Without the pictures, output the records below word for word.

[Point-per-instance localization data]
# # # #
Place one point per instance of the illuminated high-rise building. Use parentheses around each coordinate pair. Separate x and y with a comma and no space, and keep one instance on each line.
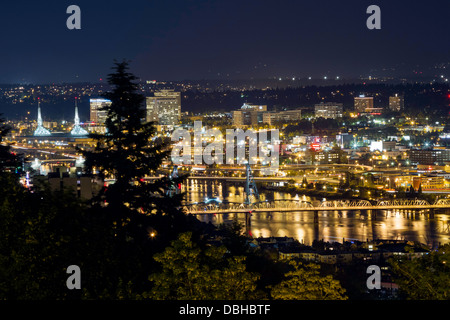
(77,130)
(329,110)
(97,115)
(164,108)
(396,103)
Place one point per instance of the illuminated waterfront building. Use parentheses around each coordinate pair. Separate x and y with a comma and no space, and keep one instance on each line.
(40,130)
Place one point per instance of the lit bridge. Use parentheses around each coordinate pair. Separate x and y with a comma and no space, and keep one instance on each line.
(217,207)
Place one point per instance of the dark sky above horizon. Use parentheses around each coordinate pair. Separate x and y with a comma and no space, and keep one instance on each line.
(208,39)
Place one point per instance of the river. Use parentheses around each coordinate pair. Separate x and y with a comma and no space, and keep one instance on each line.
(332,225)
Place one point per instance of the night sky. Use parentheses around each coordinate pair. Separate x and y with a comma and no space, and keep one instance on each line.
(212,39)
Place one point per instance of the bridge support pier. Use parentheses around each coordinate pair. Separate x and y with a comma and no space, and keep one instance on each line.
(248,223)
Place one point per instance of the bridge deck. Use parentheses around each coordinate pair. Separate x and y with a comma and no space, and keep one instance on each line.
(292,209)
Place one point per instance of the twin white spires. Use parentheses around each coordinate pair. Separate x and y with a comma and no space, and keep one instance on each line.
(77,130)
(40,130)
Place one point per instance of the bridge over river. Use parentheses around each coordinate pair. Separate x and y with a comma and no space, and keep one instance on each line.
(214,206)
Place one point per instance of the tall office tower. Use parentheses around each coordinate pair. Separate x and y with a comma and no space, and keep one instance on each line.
(362,103)
(396,103)
(40,130)
(77,130)
(96,114)
(249,115)
(329,110)
(164,108)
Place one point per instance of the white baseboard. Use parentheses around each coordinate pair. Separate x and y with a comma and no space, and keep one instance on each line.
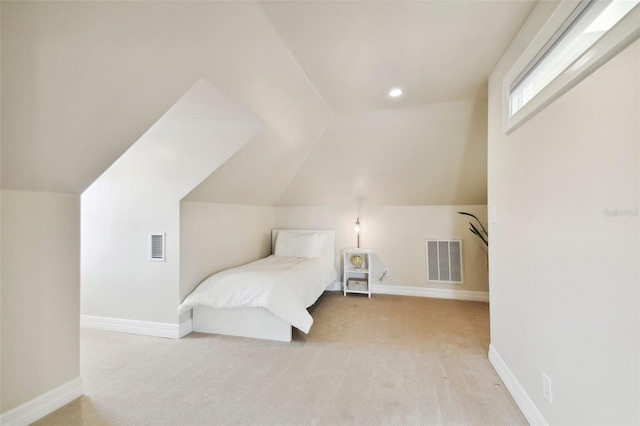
(185,328)
(520,396)
(146,328)
(438,293)
(335,286)
(47,403)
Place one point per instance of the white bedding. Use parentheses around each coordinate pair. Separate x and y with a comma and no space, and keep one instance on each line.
(285,286)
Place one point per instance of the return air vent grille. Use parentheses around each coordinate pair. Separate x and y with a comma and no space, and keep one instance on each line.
(444,261)
(157,247)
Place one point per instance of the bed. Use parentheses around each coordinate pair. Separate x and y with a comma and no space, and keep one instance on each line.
(266,298)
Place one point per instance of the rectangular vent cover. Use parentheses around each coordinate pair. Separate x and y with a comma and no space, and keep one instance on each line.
(157,247)
(444,260)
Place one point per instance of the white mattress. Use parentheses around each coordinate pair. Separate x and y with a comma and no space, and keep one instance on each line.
(285,286)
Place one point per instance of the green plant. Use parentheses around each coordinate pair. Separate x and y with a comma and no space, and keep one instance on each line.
(484,235)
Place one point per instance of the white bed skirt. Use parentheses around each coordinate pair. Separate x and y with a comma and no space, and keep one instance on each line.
(257,323)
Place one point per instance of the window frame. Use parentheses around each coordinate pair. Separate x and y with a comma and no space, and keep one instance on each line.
(620,36)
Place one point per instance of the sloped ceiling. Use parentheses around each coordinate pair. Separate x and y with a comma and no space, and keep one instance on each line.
(82,81)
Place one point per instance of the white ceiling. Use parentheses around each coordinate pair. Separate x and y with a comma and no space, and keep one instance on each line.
(353,52)
(82,81)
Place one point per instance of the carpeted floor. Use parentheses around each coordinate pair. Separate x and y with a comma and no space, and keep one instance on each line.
(388,360)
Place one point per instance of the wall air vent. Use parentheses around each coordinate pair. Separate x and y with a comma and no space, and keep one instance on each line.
(157,247)
(444,261)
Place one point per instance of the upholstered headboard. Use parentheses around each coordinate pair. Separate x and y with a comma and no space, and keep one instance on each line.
(328,249)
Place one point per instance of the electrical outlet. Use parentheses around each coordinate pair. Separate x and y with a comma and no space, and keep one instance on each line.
(546,388)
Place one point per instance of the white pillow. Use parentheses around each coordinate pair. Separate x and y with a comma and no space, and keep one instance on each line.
(293,244)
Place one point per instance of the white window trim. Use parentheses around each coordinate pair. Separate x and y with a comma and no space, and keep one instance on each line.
(613,42)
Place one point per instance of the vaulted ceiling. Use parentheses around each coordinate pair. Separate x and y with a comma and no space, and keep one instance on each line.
(82,81)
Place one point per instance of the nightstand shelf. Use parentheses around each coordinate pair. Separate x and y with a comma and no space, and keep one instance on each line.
(357,271)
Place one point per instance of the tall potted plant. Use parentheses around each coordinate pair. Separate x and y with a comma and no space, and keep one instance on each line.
(481,233)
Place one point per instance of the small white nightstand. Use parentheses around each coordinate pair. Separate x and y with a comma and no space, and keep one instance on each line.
(356,277)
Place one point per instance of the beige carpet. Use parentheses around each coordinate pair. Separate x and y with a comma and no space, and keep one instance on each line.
(388,360)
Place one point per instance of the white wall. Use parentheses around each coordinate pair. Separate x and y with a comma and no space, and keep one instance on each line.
(564,274)
(423,155)
(40,294)
(140,194)
(214,237)
(397,236)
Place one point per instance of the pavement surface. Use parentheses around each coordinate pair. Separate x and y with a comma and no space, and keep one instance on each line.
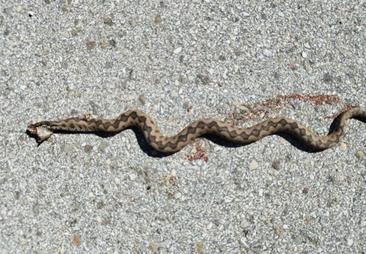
(180,61)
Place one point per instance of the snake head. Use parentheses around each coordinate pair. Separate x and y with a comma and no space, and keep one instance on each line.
(39,133)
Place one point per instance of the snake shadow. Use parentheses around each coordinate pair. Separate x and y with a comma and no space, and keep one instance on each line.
(150,151)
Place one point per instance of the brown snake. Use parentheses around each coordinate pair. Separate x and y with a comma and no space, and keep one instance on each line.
(134,118)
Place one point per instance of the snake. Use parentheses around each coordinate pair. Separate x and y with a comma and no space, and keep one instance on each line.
(41,131)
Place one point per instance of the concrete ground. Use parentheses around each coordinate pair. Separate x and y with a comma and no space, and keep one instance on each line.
(180,61)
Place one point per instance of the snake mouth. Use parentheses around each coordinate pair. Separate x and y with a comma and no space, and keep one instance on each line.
(40,134)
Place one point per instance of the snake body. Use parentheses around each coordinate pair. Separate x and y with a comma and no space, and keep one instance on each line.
(135,118)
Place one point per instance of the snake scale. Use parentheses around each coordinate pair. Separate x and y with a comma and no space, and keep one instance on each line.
# # # #
- [Response]:
Place one point per instance of the illuminated high-rise building. Use parentheses around each coordinate pair. Separate x and y with a comma and no space, and keep one instance on each line.
(77,130)
(329,110)
(97,115)
(164,108)
(396,103)
Place one point per instance of the illuminated waterfront building. Use parentheses around each coordinate pair. Separate x and y with a comma and no space, and keep one instance on each line.
(40,130)
Place one point per instance of the lit bridge. Use parentheses around each coordinate pair. Separate x and y with a comma and no space, and keep one instance on each line.
(217,207)
Place one point per instance of the dark sky above horizon. Use parentheses around each coordinate pair. Separate x and y with a comma and no space, and keep one instance on each line.
(208,39)
Place one point per instance of the river. Use parentheses around each coordinate pair. Separate x and y with a comma and no space, and keep one instance on each line.
(332,225)
Place one point per instance of the night sky. Use parentheses around each coordinate pair. Separate x and y with a comma and no space, and keep one instance on each line.
(212,39)
Place one point per instance of the bridge support pier. Use parentheses around each coordinate pair. Separate x and y with a comma and no space, and keep one instance on each line.
(248,223)
Place one point per instance of the bridge deck. Use parentheses around each coordinate pair. Separate x and y with a comma and no space, and keep one instance on each line.
(292,209)
Place one point per instance of the twin white spires. Use parentheses around each coordinate pair. Separate x and y with a comma and no space, and keep one instance on each line.
(77,130)
(40,130)
Place one point per instance of the bridge over river. Use parentheses around each coordinate pair. Separate x and y with a comma and no space, and keep one instance on each line.
(214,206)
Place one point per instance of the tall office tower. Use parentheses around each coordinate pair. Separate x and y with a comma and no space, and keep one instance on each line.
(362,103)
(396,103)
(40,130)
(77,130)
(96,114)
(249,115)
(329,110)
(164,108)
Place one point per instance of the white baseboard. Use parentheses around each coordinate pair. Separate x and y with a comma and no space, and keep one instance on each line.
(185,328)
(520,396)
(146,328)
(438,293)
(335,286)
(47,403)
Place one point per instance of the white bedding. Use parentheses around each coordinate pair. Separate x and y with a comma and no space, and keep one instance on each line.
(285,286)
Place one point per instance of the return air vent grille. Use parentheses around each coordinate pair. Separate x and y with a comma and no space, and keep one instance on each line.
(444,261)
(157,247)
Place one point per instance of the bed. Use parentheses around each coordinate pair. Separate x and y with a comma and no space, and keep one instance on each line.
(266,298)
Place one point per instance of the rectangular vent cover. Use parentheses around each coordinate pair. Separate x and y with a comma and no space, and keep one instance on each line.
(157,247)
(444,260)
Place one point per instance of the white mattress. Use parentheses around each coordinate pair. Separate x and y with a comma and no space, and keep one instance on each line.
(285,286)
Place one point per instance of the green plant. Use parentheses around each coordinate pair. Separate x and y with a comma and no space, and keep one instance on each line.
(484,235)
Place one point per instance of the white bed skirt. Use parentheses around each coordinate pair. Separate x and y with a comma and no space, and keep one instance on each line.
(257,323)
Place one point per instance of the window frame. Use parentheses around each coordinate pair. Separate x and y with a comma and no space, and keep one instance on each line.
(620,36)
Place one point per instance of the sloped ceiling. Use parentheses around each coordinate pair. Separate x and y with a comma and no space, and keep one instance on each line.
(82,81)
Place one point per instance of the white ceiling. Use parentheses around each coordinate pair. Separate x and y with a comma and no space, and keep one instance on each line.
(353,52)
(82,81)
Place one point per instance of the carpeted floor. Use parentheses around each coordinate pair. Separate x and y with a comma and no space, and keep one instance on each line.
(388,360)
Place one point per instance of the wall air vent. Use parentheses around each coordinate pair. Separate x and y with a comma and no space, and keep one instance on each line.
(157,247)
(444,261)
Place one point per instance of the upholstered headboard. Use parentheses around each coordinate pair. Separate x and y with a comma and no space, and keep one instance on each line.
(328,249)
Place one point per instance of the electrical outlet. Use parentheses around each coordinate pair. Separate x and y with a comma and no space, and keep one instance on each line.
(546,388)
Place one point per instance of the white pillow. Use parentheses around each coordinate pair. Separate x and y with a comma and no space, and keep one instance on each line.
(293,244)
Place one point per instance of the white window trim. Use parentheses around each coordinate pair. Separate x and y with a comma and no space, and keep one instance on each line.
(613,42)
Place one point per instance of the vaulted ceiling. Use parentheses around each coordinate pair. Separate x and y with a comma and no space, and keep one instance on each line.
(82,81)
Place one point per instance of the nightstand shelf. Use parentheses around each coordinate pair. Separate x and y with a comma and no space, and keep one instance on each line.
(357,271)
Place one point per instance of the tall potted plant. Use parentheses around each coordinate pair. Separate x and y with a comma and no space, and keep one instance on each line.
(481,233)
Place one point per instance of the small white nightstand. Use parentheses around each coordinate pair. Separate x and y with a comma and no space, and keep one instance on each line.
(356,277)
Place one point per instance of the beige carpet. Use parentheses around each coordinate pair. Separate x and y with a comma and no space, and keep one instance on each line.
(388,360)
Place one point per instance of the white wall. Use parentheses around each coordinate pair. Separate x and y with a comma and no space, and keep one instance on each line.
(564,274)
(423,155)
(40,294)
(140,194)
(214,237)
(397,236)
Place one point per instance of the pavement surface. Use parentheses around each coordinate pair. Separate x and y with a comma and no space, and keep one instance on each line.
(180,61)
Place one point per instance of the snake head. Use parentheses around each coordinate pair. Separate x and y with a comma and no space, and keep one instance on each line.
(39,133)
Place one point per instance of the snake shadow. Use parentheses around each coordinate pair. Separate x and y with a comma and no space, and keep one instance on each line.
(150,151)
Place one point per instance of the brown snake. Use parentheses around each coordinate pair. Separate x and y with a comma and no space, and keep one instance on each line.
(134,118)
Place one point per instance of the snake. Use parentheses around each coordinate pair. Separate x and y with a comma and no space, and keep one instance on each line.
(41,131)
Place one point per instance of the concrete ground. Use parentheses around each coordinate pair. Separate x and y with a comma and no space, and keep one instance on each line.
(180,61)
Place one point per instance of the snake mouth. Use parentheses around each coordinate pair. Separate x and y with a comma and no space, and keep one instance on each line.
(40,134)
Place one point per instance of the snake body. Use parentheses around each coordinate pair. Separate x and y with a comma and no space, and keep one instance on each line.
(135,118)
Place one point per instance of the snake scale. Use parentheses around each coordinate pair. Separate x and y with a comma and no space, and keep one instance on each line.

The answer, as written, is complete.